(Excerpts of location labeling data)
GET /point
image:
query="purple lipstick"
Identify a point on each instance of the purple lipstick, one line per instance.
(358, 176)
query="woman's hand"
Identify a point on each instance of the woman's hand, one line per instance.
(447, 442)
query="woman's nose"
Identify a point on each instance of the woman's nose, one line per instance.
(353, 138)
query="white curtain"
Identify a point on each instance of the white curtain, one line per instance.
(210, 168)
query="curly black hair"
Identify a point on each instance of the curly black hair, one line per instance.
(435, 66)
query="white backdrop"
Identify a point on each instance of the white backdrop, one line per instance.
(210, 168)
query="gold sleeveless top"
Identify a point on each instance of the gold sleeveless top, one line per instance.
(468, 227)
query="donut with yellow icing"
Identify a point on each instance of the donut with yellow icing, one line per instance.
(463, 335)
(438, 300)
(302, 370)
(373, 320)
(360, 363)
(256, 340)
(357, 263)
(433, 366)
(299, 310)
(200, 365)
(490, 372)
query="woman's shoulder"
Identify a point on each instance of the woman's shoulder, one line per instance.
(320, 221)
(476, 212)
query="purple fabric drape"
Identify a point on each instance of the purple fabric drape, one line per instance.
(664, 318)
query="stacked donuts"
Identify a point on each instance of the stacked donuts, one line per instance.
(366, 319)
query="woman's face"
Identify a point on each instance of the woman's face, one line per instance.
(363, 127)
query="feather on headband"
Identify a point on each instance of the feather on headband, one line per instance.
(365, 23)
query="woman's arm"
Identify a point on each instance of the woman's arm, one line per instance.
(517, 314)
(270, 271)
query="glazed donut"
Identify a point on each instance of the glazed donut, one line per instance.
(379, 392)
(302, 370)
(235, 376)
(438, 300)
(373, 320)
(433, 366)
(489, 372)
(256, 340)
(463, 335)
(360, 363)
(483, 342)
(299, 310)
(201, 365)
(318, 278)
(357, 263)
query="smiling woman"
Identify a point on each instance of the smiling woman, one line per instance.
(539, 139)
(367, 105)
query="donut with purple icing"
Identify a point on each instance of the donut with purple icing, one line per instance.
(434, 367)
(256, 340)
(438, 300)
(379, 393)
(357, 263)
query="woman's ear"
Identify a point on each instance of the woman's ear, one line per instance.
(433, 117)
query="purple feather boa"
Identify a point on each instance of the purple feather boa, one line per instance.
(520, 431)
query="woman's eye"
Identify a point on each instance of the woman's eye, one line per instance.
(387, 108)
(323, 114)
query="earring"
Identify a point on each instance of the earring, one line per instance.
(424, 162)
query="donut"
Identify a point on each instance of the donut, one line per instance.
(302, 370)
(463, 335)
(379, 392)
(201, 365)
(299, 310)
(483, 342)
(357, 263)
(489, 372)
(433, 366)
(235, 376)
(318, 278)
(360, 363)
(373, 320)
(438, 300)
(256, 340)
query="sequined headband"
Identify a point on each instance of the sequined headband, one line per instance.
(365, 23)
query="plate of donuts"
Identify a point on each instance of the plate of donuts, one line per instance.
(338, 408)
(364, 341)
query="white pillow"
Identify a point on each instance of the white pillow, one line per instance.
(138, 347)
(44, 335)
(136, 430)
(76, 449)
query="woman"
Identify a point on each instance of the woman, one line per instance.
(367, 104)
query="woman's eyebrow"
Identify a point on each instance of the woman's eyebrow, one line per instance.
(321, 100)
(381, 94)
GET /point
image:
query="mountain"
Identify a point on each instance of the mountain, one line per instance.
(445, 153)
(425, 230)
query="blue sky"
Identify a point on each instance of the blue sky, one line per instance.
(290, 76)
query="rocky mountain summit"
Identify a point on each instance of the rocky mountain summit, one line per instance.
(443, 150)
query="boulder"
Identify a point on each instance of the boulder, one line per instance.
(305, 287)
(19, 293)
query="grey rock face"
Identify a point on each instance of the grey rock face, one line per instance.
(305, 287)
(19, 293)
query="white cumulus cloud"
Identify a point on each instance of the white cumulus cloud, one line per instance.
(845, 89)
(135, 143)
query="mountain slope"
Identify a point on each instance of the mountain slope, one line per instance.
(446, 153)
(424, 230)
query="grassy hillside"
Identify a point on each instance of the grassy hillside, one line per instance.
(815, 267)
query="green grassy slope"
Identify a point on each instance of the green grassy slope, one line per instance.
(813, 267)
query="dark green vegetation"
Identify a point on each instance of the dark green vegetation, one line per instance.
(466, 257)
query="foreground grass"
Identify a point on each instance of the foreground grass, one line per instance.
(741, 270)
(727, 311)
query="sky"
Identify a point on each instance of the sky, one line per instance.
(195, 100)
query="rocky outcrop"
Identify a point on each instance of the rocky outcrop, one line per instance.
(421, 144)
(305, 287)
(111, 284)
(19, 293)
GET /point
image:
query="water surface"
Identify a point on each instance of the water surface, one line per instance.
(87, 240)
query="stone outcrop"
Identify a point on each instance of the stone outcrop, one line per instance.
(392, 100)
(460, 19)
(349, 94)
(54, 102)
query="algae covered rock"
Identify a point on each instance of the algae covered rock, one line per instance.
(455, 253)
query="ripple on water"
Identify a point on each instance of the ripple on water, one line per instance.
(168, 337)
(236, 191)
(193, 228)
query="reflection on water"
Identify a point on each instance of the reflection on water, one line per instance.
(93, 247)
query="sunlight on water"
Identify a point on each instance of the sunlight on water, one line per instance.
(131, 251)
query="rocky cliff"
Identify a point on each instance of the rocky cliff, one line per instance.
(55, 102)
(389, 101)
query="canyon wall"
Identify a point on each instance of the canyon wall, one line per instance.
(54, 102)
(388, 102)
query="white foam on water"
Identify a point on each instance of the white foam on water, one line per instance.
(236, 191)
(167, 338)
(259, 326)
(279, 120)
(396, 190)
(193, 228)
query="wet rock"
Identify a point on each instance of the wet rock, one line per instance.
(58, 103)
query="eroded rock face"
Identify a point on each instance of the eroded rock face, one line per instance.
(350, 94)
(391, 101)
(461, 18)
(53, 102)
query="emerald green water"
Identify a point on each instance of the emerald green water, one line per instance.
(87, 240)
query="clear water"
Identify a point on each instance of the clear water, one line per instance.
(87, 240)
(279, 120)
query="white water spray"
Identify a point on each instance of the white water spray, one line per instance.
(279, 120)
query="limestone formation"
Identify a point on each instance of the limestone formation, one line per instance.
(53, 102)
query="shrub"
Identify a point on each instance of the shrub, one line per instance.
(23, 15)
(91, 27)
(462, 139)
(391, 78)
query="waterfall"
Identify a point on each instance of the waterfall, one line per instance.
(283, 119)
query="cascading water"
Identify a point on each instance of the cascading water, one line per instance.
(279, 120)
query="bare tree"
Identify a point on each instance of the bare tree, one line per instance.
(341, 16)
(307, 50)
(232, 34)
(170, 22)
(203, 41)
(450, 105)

◆ Goal ◆
Reproduce the listing shown above in its entirety, exactly.

◆ Task result ◆
GET /point
image:
query="purple lipstick"
Identify a point on each instance of the purple lipstick, one line per instance.
(358, 176)
query="woman's hand"
Identify a point on each instance of the woman's hand, one line per instance.
(447, 442)
query="woman's nose"
Identify a point on each instance of the woman's nose, one line per instance.
(353, 138)
query="white curtain"
Identify a point on each instance of the white curtain, one line per instance.
(210, 168)
query="curly black hair"
Identify a point on each instance of the curly black hair, one line per instance.
(435, 66)
query="white backdrop"
Identify a point on each instance of the white backdrop, one line per instance.
(210, 168)
query="gold sleeveless top"
Identify a point on each instance of the gold sleeveless top, one line per instance.
(468, 227)
query="donut with yellow icing"
Identify a point on each instance of the donut with yellow icing, one line per instance.
(463, 335)
(438, 300)
(302, 370)
(373, 320)
(360, 363)
(256, 340)
(357, 263)
(433, 366)
(299, 310)
(200, 365)
(490, 372)
query="woman's shoulder"
Identify a point on each instance of the woman's shoulder, one line per instance.
(320, 221)
(476, 212)
query="purple fabric drape"
Identify a point on each instance of the purple fabric drape, one line per instance.
(664, 318)
query="stacked donuts"
Identify a point on each instance of the stacked donuts, one line per instance.
(366, 319)
query="woman's face"
Identify a point on each instance of the woman's face, one line per instance.
(363, 127)
query="feather on headband"
Identify a point on each instance of the feather on headband, one line per instance.
(365, 23)
query="woman's arm"
Identify a point on each instance of the woman's arm, one line per instance.
(517, 314)
(270, 271)
query="glazed donut"
Identify a point on each instance of the glazed donut, one line per instance.
(379, 392)
(302, 370)
(235, 376)
(438, 300)
(373, 320)
(433, 366)
(489, 372)
(256, 340)
(463, 335)
(360, 363)
(483, 342)
(299, 310)
(201, 365)
(318, 278)
(357, 263)
query="smiling woman"
Identify a point on each instance of the smiling woman, one line per instance.
(539, 139)
(367, 105)
query="donut with purple icing"
Identify a point on each instance of the donut with purple icing, one line per instance.
(434, 367)
(256, 340)
(438, 300)
(379, 393)
(357, 263)
query="woman's ear"
Identify a point on each instance of the woman's ear, one line per instance.
(433, 117)
query="purple feather boa"
Identify a point on each instance of the purple feather boa, one line per instance.
(520, 431)
query="woman's eye"
Identify a point on each instance of the woman's eye, one line per instance.
(387, 108)
(323, 114)
query="earring"
Identify a point on each instance of the earring, one line per instance.
(424, 162)
query="donut"
Identify a point on each instance of the donut, one line per instance.
(302, 370)
(463, 335)
(379, 392)
(201, 365)
(299, 310)
(483, 342)
(357, 263)
(489, 372)
(433, 366)
(235, 376)
(318, 278)
(360, 363)
(373, 320)
(438, 300)
(256, 340)
query="sequined headband"
Identify a point on each instance of the sequined headband, one line per instance.
(365, 23)
query="plate of donuts"
Identify a point on each instance of the plate of donuts, one line per instance.
(338, 408)
(364, 341)
query="white pillow"
Identify a point on each instance of the white pillow, one line per instance.
(138, 347)
(44, 335)
(136, 430)
(76, 449)
query="woman"
Identify a point on each instance of the woman, one line per instance.
(367, 104)
query="woman's eyebrow"
Identify a point on each instance of the woman's eyebrow, one line per instance.
(321, 100)
(381, 94)
GET /point
image:
query="mountain"
Identify a point on each instance of the mountain, one line per instance.
(445, 153)
(425, 230)
query="blue sky"
Identify a point on each instance of the blue sky, one line per instance.
(290, 76)
query="rocky mountain summit"
Identify a point on each instance of the rocky mountain summit, one line per instance.
(443, 150)
query="boulder"
Identify a point on each instance of the boulder, one line per instance.
(305, 287)
(19, 293)
query="grey rock face"
Identify a point on each instance of the grey rock face, one line per instance.
(305, 287)
(19, 293)
query="white cumulus cloud"
Identify a point on each instance of the white cumulus cloud, one line per instance.
(845, 89)
(135, 143)
query="mountain slope"
Identify a point on each instance of the mountain slope, one line per instance.
(446, 153)
(424, 230)
query="grassy hillside"
Identify a point on each instance of the grassy hillside, one line per instance.
(815, 267)
query="green grassy slope"
Identify a point on each instance of the green grassy slope, one line per instance.
(813, 267)
query="dark green vegetation"
Identify a point on each instance of the dark green vegetation, one line per instance.
(466, 257)
query="foreground grass"
Identify a point on each instance of the foreground grass, one line per instance.
(741, 270)
(727, 311)
query="sky"
Identify a point on each instance of the sky, one line per instance.
(195, 100)
query="rocky outcrop"
Identify a point on each instance of the rocky outcrop, one line per instance.
(421, 144)
(305, 287)
(111, 284)
(19, 293)
GET /point
image:
query="water surface"
Identify a point on each instance of the water surface, one line per instance.
(87, 240)
query="stone outcrop"
Identify a point on each instance of the stone outcrop, one line per instance.
(392, 100)
(460, 19)
(349, 94)
(54, 102)
query="algae covered rock"
Identify a point on each instance of the algae covered rock, one line per instance.
(455, 253)
query="ripple on water"
Identify a point on each instance of the ripple on water, one line per instance.
(168, 337)
(236, 191)
(193, 228)
query="reflection on water"
Identify a point on each instance of the reflection on water, one line per instance.
(93, 247)
query="sunlight on water"
Identify a point on each instance of the sunlight on water, one line per instance.
(131, 251)
query="rocky cliff"
Identify a point on each instance of the rocky cliff, one line per instance.
(55, 102)
(389, 101)
query="canyon wall"
Identify a point on each instance of the canyon wall, one line per instance.
(54, 102)
(388, 102)
query="white foam on water"
Identify a point on each instance of the white foam on water, one line per instance.
(236, 191)
(167, 338)
(259, 326)
(279, 120)
(396, 190)
(193, 228)
query="wet rock"
Identify a point on each instance of the wet rock, one line per instance.
(58, 103)
query="eroded rock face"
Identify a point on each instance of the eroded rock face, one line per instance.
(350, 94)
(391, 101)
(461, 18)
(53, 102)
query="emerald green water"
Identify a point on each instance of the emerald green water, one line per instance.
(87, 240)
query="clear water"
Identify a point on each instance of the clear water, one line per instance.
(87, 240)
(279, 120)
query="white water spray"
Identify a point on each instance of the white water spray, one line per instance.
(279, 120)
query="limestone formation"
Identify a point on each instance of the limestone formation, one line per instance.
(53, 102)
query="shrub"
Identify a point on each instance of the shrub, one line per instance.
(23, 15)
(91, 27)
(462, 139)
(391, 78)
query="waterfall"
Identify a point on each instance of the waterfall, one line per instance.
(283, 119)
query="cascading water"
Identify a point on each instance of the cascading water, one line per instance.
(279, 120)
query="bare tree"
Identify a point on each instance of the bare tree, one line per instance.
(341, 16)
(307, 50)
(232, 34)
(170, 22)
(203, 41)
(450, 105)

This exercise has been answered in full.